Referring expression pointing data
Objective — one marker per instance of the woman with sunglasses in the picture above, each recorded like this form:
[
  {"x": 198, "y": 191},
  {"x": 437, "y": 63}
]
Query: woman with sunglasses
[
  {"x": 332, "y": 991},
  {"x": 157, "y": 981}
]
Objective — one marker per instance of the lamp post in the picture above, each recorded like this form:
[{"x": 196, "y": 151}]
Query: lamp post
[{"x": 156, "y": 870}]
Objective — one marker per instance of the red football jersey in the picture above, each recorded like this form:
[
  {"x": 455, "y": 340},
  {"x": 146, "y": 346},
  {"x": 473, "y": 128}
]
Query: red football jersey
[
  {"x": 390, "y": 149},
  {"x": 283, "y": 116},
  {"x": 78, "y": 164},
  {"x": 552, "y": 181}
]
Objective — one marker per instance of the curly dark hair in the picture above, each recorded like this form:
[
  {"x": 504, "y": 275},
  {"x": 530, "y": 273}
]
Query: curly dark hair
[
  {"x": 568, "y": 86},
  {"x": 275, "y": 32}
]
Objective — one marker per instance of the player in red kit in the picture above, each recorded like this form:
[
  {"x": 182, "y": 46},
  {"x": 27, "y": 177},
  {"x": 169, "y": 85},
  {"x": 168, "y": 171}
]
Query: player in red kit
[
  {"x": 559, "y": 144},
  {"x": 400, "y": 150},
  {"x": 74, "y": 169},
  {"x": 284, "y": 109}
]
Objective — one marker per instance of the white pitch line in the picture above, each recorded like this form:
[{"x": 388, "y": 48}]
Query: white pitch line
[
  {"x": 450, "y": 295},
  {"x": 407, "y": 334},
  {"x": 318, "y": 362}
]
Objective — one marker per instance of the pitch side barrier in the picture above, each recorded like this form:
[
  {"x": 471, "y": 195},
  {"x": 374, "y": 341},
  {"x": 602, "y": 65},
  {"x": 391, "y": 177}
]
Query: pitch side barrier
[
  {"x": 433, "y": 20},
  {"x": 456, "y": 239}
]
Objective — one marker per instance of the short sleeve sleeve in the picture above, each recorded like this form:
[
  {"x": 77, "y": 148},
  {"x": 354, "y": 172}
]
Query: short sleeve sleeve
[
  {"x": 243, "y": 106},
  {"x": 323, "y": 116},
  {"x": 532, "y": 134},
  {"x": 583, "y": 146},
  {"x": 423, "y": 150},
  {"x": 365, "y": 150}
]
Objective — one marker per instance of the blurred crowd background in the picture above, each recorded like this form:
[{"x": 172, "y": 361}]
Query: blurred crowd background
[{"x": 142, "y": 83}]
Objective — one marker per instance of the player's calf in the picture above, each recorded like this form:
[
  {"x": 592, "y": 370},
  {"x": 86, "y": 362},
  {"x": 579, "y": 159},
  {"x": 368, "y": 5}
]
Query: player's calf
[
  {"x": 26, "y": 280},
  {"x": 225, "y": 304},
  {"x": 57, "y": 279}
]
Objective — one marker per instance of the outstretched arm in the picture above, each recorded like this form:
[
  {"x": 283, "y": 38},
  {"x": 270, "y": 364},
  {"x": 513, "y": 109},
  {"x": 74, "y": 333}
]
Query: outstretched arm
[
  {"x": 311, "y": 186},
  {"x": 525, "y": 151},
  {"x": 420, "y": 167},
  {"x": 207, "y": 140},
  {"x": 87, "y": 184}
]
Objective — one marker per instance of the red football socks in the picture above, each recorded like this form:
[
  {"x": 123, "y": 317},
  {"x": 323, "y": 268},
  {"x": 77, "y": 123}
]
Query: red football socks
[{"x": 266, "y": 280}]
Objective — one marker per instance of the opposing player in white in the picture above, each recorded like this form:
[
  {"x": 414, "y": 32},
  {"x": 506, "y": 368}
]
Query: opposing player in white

REQUIRED WORK: Among the lines above, find those containing the word "opposing" and copy each.

EXERCISE SOLUTION:
Objective — one marker per instance of the opposing player in white in the picture above, each recorded like this form:
Query: opposing player in white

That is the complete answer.